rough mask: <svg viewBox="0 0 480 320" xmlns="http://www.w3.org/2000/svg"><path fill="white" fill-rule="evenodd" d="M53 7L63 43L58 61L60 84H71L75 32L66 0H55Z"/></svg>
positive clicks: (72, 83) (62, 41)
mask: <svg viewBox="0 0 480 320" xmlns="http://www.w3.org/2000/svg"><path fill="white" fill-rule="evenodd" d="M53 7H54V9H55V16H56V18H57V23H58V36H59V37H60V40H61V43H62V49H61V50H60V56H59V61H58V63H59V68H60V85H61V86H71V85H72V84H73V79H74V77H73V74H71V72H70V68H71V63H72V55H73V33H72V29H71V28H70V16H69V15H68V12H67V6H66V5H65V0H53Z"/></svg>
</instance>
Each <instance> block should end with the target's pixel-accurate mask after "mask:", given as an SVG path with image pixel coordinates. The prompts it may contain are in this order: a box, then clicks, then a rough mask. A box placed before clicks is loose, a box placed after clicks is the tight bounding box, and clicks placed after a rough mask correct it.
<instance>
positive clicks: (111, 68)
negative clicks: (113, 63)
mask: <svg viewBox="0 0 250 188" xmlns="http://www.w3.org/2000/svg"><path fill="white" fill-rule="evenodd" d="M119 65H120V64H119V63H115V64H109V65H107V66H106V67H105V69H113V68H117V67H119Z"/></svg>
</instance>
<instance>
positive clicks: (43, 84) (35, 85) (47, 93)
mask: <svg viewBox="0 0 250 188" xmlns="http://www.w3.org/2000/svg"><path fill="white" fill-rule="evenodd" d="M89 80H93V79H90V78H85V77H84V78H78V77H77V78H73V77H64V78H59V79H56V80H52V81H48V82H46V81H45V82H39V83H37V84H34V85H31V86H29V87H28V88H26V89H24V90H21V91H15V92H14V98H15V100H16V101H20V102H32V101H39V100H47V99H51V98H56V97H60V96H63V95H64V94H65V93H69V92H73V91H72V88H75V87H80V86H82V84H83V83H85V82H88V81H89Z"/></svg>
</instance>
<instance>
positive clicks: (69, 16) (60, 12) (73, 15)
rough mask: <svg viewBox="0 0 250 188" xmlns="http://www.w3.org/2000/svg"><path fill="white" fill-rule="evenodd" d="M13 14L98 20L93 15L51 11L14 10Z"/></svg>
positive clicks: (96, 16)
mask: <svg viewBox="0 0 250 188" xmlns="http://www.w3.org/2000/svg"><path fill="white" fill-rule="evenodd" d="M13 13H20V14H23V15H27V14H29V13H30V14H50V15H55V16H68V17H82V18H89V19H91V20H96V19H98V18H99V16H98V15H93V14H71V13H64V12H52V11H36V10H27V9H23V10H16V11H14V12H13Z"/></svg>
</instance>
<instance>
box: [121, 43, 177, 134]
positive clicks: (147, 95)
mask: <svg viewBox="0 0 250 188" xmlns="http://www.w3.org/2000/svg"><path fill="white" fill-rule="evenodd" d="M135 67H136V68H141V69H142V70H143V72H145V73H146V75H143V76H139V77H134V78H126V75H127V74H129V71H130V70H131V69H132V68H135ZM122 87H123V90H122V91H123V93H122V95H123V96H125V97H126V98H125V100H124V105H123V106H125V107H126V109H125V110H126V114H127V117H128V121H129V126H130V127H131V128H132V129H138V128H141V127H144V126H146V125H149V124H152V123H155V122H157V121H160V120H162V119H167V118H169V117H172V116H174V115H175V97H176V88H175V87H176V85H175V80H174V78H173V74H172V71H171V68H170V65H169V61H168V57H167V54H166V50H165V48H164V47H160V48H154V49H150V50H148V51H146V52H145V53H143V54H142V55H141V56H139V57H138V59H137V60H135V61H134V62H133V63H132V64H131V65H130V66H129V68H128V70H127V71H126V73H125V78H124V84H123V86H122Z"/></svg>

━━━━━━━━

WHAT NEEDS TO BE DONE
Copy the data above. Keep each line exact.

REPLY
rough mask: <svg viewBox="0 0 480 320" xmlns="http://www.w3.org/2000/svg"><path fill="white" fill-rule="evenodd" d="M53 7L63 43L58 61L60 84H71L75 32L66 0H55Z"/></svg>
positive clicks: (72, 83) (62, 41)
mask: <svg viewBox="0 0 480 320" xmlns="http://www.w3.org/2000/svg"><path fill="white" fill-rule="evenodd" d="M53 7H54V9H55V16H56V18H57V23H58V36H59V37H60V40H61V43H62V49H61V50H60V56H59V61H58V63H59V68H60V85H61V86H71V85H72V84H73V79H74V77H73V74H71V72H70V68H71V63H72V55H73V33H72V29H71V28H70V16H69V15H68V12H67V6H66V5H65V0H53Z"/></svg>
</instance>
Each <instance> block should end with the target's pixel-accurate mask after "mask:", given as an SVG path with image pixel coordinates. The prompts it may contain are in this order: a box, then clicks, then a rough mask. A box placed before clicks is loose, a box placed after clicks is the tight bounding box, and clicks placed after a rough mask correct it.
<instance>
positive clicks: (111, 68)
negative clicks: (113, 63)
mask: <svg viewBox="0 0 250 188" xmlns="http://www.w3.org/2000/svg"><path fill="white" fill-rule="evenodd" d="M119 65H120V64H119V63H115V64H109V65H107V66H106V67H105V69H113V68H117V67H119Z"/></svg>
</instance>
<instance>
positive clicks: (43, 84) (35, 85) (47, 93)
mask: <svg viewBox="0 0 250 188" xmlns="http://www.w3.org/2000/svg"><path fill="white" fill-rule="evenodd" d="M89 80H93V79H90V78H85V77H84V78H78V77H77V78H73V77H64V78H59V79H56V80H52V81H48V82H46V81H45V82H39V83H37V84H34V85H31V86H29V87H28V88H26V89H24V90H21V91H15V92H14V98H15V100H16V101H20V102H32V101H39V100H47V99H51V98H56V97H60V96H63V95H64V94H65V93H69V92H73V91H72V88H75V87H80V86H82V84H83V83H85V82H88V81H89Z"/></svg>
</instance>
<instance>
positive clicks: (69, 16) (60, 12) (73, 15)
rough mask: <svg viewBox="0 0 250 188" xmlns="http://www.w3.org/2000/svg"><path fill="white" fill-rule="evenodd" d="M13 14L98 20L93 15L51 11L14 10Z"/></svg>
positive clicks: (96, 16)
mask: <svg viewBox="0 0 250 188" xmlns="http://www.w3.org/2000/svg"><path fill="white" fill-rule="evenodd" d="M13 13H20V14H23V15H27V14H29V13H30V14H50V15H55V16H68V17H82V18H89V19H91V20H96V19H98V18H99V16H98V15H93V14H71V13H64V12H52V11H36V10H27V9H23V10H16V11H14V12H13Z"/></svg>
</instance>
<instance>
box: [121, 43, 177, 134]
positive clicks: (147, 95)
mask: <svg viewBox="0 0 250 188" xmlns="http://www.w3.org/2000/svg"><path fill="white" fill-rule="evenodd" d="M135 67H136V68H141V69H142V70H143V72H145V73H146V75H143V76H139V77H134V78H126V75H127V74H129V71H130V70H131V69H132V68H135ZM122 87H123V90H122V91H123V93H122V95H123V96H125V97H126V98H125V100H124V105H123V106H125V107H126V109H125V110H126V114H127V117H128V121H129V126H130V127H131V128H132V129H138V128H141V127H144V126H146V125H149V124H152V123H155V122H157V121H160V120H162V119H167V118H169V117H172V116H174V115H175V97H176V88H175V87H176V85H175V80H174V78H173V74H172V71H171V68H170V65H169V61H168V57H167V54H166V50H165V48H164V47H160V48H154V49H150V50H148V51H146V52H145V53H143V54H142V55H141V56H139V57H138V59H137V60H135V61H134V62H133V63H132V64H131V65H130V66H129V68H128V70H127V71H126V73H125V78H124V84H123V86H122Z"/></svg>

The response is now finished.